### ENTRIES

====

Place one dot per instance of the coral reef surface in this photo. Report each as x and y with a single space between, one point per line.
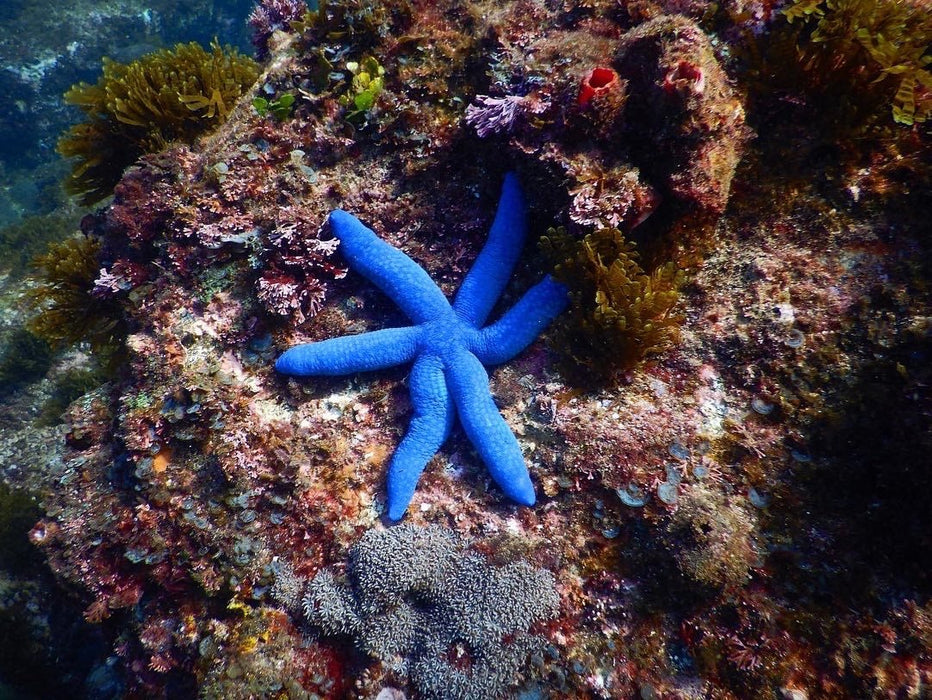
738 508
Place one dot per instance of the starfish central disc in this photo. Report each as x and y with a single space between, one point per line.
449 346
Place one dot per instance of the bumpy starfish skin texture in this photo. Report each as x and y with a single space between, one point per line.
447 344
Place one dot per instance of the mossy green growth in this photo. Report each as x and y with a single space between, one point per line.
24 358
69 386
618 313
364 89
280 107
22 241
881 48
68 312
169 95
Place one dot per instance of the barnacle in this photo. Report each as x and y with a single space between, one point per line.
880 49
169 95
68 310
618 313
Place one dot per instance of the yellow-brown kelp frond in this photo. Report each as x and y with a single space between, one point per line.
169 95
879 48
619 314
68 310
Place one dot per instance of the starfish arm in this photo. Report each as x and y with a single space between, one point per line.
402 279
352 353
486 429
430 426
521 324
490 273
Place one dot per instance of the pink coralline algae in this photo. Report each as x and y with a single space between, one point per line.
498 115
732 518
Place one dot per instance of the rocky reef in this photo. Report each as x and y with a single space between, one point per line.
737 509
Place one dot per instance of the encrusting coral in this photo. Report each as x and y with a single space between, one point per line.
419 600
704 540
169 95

====

### CHALLENGE
Copy every row above word for word, leaving out the pictures.

### FULL OUTPUT
Place one dot per instance of the coral reef surface in this photo. Report each as x and y with a single space between, one point per line.
738 508
Place one dot per instance of the starfish central disc in this photo. Report each as x and y with a single space between, one point per line.
449 346
Place one dot per instance of the bumpy starfish skin texture in this photo. Report each as x and y with a single space between, one point per line.
447 344
Place one dot per instance of the mossy green growth in this photo. Report each as x and y with a single space between, one point per line.
24 358
69 386
618 313
364 89
280 107
22 241
881 48
68 312
169 95
Place one dot per instance of the barnacle in this photo. Report each as x and y with a single space between, one point per line.
880 49
169 95
68 310
618 313
Place one dot per instance of the yellow-brown kelp frond in this photo. Report each as x and y with a single space between, one point per line.
169 95
879 48
619 314
68 310
Place one dot per instance of the starfish arm in this photo. Report each as x and y with a single space between, one point per line.
402 279
352 353
486 429
430 426
521 324
490 273
Place one dot per instance of the pink coralline algae in this photo. Report each as x and y with a single space between, one point per line.
498 115
732 518
Place one dot per instance of the rocky reef in this photo. Report each as x and y with a single space between, one point per line.
737 509
Place one dot per instance of the encrusting coral in this photo. Report each as x and y with a single space between, one point per line.
419 600
704 540
169 95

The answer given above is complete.